**BRIEF**
Reproduce the listing below in its entirety. Change nothing.

**DATASET RECORDS**
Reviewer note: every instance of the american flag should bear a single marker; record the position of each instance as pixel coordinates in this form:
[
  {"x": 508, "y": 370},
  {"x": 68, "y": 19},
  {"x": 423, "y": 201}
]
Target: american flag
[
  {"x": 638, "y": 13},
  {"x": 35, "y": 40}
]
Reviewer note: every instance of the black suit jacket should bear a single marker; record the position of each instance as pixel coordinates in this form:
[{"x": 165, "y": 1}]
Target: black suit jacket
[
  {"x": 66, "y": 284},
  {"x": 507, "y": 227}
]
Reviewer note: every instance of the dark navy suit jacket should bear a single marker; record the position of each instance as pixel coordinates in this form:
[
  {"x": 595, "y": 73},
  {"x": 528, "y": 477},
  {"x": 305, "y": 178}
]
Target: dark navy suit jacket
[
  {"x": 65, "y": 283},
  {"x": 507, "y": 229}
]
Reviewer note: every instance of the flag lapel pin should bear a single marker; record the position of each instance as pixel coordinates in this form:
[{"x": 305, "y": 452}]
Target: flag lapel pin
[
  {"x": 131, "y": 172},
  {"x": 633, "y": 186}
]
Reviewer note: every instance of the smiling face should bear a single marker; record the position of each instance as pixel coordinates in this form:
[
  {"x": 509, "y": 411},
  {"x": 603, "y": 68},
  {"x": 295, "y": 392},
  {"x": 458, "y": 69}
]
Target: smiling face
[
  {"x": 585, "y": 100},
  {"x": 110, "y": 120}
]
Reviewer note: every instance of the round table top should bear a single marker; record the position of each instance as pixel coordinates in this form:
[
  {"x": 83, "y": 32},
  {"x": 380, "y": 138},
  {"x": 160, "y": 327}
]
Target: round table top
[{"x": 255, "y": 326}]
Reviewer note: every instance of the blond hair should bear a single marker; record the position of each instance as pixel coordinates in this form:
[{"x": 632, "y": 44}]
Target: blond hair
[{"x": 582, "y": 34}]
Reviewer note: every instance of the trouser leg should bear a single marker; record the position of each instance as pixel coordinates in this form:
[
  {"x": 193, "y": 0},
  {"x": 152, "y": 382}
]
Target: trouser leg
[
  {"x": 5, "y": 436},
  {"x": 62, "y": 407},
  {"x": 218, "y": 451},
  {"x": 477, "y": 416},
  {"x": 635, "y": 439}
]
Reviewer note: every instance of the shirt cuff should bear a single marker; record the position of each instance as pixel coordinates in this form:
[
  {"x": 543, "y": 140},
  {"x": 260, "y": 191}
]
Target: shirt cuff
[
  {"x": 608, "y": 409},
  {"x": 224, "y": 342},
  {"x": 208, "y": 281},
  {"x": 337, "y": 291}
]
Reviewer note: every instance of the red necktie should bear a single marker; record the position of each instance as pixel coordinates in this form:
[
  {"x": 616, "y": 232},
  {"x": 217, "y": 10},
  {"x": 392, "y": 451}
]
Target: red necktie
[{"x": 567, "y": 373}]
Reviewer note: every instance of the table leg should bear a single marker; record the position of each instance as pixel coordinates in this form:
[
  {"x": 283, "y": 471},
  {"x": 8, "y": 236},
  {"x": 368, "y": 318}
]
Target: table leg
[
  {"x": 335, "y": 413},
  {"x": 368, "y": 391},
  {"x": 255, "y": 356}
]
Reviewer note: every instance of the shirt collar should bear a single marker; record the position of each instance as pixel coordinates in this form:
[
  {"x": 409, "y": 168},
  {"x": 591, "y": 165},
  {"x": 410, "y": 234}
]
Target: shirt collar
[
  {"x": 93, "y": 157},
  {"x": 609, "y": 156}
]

**RESULT OF THE EXERCISE**
Reviewer note: every instance of the american flag should bear a single marker; record the position of each instance as pixel coordinates in this form:
[
  {"x": 508, "y": 370},
  {"x": 68, "y": 19},
  {"x": 423, "y": 201}
]
Target: american flag
[
  {"x": 638, "y": 13},
  {"x": 35, "y": 40}
]
Reviewer note: every instance of the black suit jacket should bear a single marker; record the position of each instance as pixel coordinates in this form:
[{"x": 165, "y": 1}]
Target: black suit jacket
[
  {"x": 66, "y": 284},
  {"x": 507, "y": 227}
]
Reviewer note: every instance of the dark navy suit jacket should bear a single marker; record the position of each instance as pixel coordinates in this form:
[
  {"x": 595, "y": 73},
  {"x": 528, "y": 477},
  {"x": 305, "y": 178}
]
Target: dark navy suit jacket
[
  {"x": 65, "y": 283},
  {"x": 507, "y": 229}
]
Reviewer note: every instance of the flag lapel pin should bear a single marker; record the position of each instance as pixel coordinates in this form:
[{"x": 305, "y": 452}]
Target: flag lapel pin
[
  {"x": 131, "y": 172},
  {"x": 633, "y": 186}
]
Reviewer note: every instance of the smiling face should bear a single marker; record the position of each instance as pixel coordinates in this form:
[
  {"x": 509, "y": 411},
  {"x": 603, "y": 68},
  {"x": 295, "y": 392},
  {"x": 458, "y": 69}
]
Target: smiling face
[
  {"x": 585, "y": 100},
  {"x": 110, "y": 120}
]
Reviewer note: every instance of the round table top should bear a single marker; record the position of each instance as pixel coordinates in this form:
[
  {"x": 83, "y": 32},
  {"x": 380, "y": 138},
  {"x": 160, "y": 327}
]
Target: round table top
[{"x": 255, "y": 326}]
Reviewer note: every instance of the blond hair should bear a single marker; record the position of each instance as pixel coordinates in this form:
[{"x": 632, "y": 44}]
Target: blond hair
[{"x": 582, "y": 34}]
Reviewer note: every instance of the trouser leg should bear a single marker; record the position of each instance as pixel coordinates in this form:
[
  {"x": 193, "y": 0},
  {"x": 152, "y": 382}
]
Target: trouser leg
[
  {"x": 5, "y": 436},
  {"x": 62, "y": 407},
  {"x": 218, "y": 451},
  {"x": 477, "y": 416},
  {"x": 635, "y": 439}
]
Reviewer note: every instance of the shirt cuff should bear a single marker; record the position of each instance as pixel coordinates in this form:
[
  {"x": 543, "y": 140},
  {"x": 260, "y": 191}
]
Target: shirt cuff
[
  {"x": 608, "y": 409},
  {"x": 224, "y": 342},
  {"x": 208, "y": 281},
  {"x": 337, "y": 291}
]
Reviewer note: every instance of the red necktie should bear a single marker; record the position of each instance as pixel coordinates in this form:
[
  {"x": 616, "y": 232},
  {"x": 217, "y": 10},
  {"x": 392, "y": 451}
]
Target: red necktie
[{"x": 567, "y": 373}]
Reviewer note: every instance of the table leg should bear a single marker; record the position of each instance as pixel coordinates in this form:
[
  {"x": 283, "y": 471},
  {"x": 8, "y": 236},
  {"x": 368, "y": 318}
]
Target: table leg
[
  {"x": 335, "y": 413},
  {"x": 368, "y": 391},
  {"x": 255, "y": 356}
]
Reviewer note: every instance of the shirt collar should bear a single marker; record the position of each instance as pixel coordinates in this form:
[
  {"x": 409, "y": 168},
  {"x": 591, "y": 165},
  {"x": 410, "y": 234}
]
Target: shirt collar
[
  {"x": 93, "y": 157},
  {"x": 609, "y": 156}
]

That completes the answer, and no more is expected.